| Yapılacak işler |
a - Türkiye adıyla ilgili metne göre yabancıların XII. yüzyıldan itibaren Anadolu'ya "Turcia" demesinin nedeni nedir? Bir ile üç cümle arasında açıklayın.
b - Türkiye adıyla ilgili metne göre Marko Polo anılarında Orta Asya'dan hangi adla söz eder?

| Metin parçası |
Araplar, hem bu bölgeye, hem de Türklerin yoğun olduğu, egemen olduğu diğer
bölgelere "Arz-üt Türk" diyorlardı.
"Türkiye"
sözüne Latince metinlerde de çok rastlanır. Ünlü gezgin Marko Polo, anılarında
Anadolu’dan "Turcia Minör (Küçük Türkiye)", Orta Asya’dan
"Turcia Majör (Büyük Türkiye)" diye söz eder.
Türklerin
Anadolu’ya 1071 Malazgirt zaferinden sonra büyük topluluklar halinde yerleşmeye
başlamalarından, yani XII. yüzyıldan itibaren, yabancılar Anadolu’ya hep Turcia
(Türkiye) demişlerdir.

| Alıntılanan malzeme |
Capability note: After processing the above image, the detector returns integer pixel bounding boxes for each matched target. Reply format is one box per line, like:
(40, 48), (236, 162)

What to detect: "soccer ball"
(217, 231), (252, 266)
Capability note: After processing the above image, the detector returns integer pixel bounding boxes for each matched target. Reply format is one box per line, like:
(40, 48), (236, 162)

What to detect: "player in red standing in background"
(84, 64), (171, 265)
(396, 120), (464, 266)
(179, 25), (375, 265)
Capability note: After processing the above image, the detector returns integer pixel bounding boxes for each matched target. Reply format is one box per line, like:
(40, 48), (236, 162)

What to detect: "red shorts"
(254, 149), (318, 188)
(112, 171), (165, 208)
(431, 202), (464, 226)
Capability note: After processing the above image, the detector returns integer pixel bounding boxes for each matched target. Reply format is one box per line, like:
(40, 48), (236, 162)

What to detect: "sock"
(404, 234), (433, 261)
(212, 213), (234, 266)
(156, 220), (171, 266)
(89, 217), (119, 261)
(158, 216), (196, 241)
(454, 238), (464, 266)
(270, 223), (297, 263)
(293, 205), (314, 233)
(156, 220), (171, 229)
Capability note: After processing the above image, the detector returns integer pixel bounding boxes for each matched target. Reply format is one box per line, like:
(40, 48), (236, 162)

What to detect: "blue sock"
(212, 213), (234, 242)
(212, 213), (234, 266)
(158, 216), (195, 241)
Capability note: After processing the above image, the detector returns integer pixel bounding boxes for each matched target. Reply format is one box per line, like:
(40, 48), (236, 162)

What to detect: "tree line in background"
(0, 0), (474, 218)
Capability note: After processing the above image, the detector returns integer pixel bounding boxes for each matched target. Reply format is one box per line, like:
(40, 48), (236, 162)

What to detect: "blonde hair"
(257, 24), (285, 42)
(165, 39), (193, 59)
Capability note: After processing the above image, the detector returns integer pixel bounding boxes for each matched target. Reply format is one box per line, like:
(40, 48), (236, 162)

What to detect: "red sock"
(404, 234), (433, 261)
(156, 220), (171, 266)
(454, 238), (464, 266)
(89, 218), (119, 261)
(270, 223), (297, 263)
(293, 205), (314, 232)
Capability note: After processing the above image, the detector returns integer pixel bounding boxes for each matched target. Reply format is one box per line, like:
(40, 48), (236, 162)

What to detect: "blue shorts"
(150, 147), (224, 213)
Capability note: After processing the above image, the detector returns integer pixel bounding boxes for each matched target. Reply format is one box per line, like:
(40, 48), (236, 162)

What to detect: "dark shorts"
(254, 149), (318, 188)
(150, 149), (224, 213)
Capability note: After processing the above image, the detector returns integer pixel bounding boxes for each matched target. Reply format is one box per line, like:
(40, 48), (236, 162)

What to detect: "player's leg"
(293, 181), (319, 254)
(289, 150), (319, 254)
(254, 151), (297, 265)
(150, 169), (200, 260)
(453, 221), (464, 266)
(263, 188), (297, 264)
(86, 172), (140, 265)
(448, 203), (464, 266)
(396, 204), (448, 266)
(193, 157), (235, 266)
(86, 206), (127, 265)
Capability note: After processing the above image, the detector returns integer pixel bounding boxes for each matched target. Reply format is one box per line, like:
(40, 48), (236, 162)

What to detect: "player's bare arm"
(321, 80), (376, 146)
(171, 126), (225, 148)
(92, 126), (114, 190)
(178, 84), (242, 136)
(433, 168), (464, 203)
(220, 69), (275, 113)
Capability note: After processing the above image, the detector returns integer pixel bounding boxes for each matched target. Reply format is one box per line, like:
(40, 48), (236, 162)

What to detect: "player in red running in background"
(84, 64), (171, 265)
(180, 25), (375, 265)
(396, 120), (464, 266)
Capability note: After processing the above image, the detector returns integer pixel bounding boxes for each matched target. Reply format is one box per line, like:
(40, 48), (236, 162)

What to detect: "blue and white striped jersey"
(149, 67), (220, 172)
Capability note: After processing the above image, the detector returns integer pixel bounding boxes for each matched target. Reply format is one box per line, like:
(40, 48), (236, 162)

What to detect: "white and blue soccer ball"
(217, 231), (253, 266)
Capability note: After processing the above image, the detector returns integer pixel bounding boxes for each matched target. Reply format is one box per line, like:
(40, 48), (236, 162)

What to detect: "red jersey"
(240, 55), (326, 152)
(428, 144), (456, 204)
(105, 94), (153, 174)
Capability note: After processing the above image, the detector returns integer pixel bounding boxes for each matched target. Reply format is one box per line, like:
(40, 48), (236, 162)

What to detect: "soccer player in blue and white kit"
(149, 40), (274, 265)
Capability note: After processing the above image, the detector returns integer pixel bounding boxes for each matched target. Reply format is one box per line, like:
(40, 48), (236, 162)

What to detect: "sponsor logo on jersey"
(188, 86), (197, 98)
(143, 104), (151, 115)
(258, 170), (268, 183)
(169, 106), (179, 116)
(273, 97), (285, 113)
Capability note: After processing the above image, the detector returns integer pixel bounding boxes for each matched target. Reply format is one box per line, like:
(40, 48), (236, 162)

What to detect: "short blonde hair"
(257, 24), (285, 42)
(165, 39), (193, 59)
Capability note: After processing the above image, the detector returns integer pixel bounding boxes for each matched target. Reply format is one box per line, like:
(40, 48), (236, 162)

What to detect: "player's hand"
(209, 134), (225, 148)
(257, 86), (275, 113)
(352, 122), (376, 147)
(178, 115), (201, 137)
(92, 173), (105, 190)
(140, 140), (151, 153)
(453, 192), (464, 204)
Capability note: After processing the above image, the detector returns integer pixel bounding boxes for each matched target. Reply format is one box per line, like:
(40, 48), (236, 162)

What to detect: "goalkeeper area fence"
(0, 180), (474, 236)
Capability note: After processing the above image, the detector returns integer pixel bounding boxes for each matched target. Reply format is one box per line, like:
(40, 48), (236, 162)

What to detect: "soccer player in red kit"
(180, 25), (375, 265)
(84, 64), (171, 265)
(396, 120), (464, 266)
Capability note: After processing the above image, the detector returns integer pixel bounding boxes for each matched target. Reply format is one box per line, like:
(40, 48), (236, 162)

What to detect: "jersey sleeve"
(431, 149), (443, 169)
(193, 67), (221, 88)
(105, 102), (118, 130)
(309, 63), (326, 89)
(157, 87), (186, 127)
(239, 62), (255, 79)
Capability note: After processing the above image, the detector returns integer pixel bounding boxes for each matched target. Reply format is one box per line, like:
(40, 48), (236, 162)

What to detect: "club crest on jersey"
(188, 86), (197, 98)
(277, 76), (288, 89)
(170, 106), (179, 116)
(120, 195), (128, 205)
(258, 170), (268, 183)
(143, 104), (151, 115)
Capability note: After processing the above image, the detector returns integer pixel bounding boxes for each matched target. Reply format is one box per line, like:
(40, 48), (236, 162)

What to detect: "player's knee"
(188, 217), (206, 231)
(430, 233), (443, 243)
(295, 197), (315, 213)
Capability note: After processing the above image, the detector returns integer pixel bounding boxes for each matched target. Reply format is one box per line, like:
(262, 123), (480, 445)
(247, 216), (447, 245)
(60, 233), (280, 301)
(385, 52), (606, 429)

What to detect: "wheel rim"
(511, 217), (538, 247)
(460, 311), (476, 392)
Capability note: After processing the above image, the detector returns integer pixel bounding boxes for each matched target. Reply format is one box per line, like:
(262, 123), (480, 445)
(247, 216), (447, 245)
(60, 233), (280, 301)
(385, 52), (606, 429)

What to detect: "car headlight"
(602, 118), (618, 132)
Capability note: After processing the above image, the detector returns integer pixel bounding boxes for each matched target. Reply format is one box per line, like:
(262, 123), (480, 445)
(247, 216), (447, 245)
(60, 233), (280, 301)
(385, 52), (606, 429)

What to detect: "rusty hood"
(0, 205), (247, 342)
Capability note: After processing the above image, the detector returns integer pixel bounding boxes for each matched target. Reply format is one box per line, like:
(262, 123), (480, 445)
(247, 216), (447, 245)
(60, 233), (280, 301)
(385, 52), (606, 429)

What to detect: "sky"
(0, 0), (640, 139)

| Görevlere göre sonuçlar |
a - Metin bunu, Türklerin 1071 Malazgirt zaferinden sonra Anadolu'ya büyük topluluklar halinde yerleşmeye başlamasına bağlar. Bu yerleşim XII. yüzyılda başladığından yabancılar o zamandan beri Anadolu'ya Turcia (Türkiye) demiştir.

b - "Turcia Majör (Büyük Türkiye)" adıyla söz eder.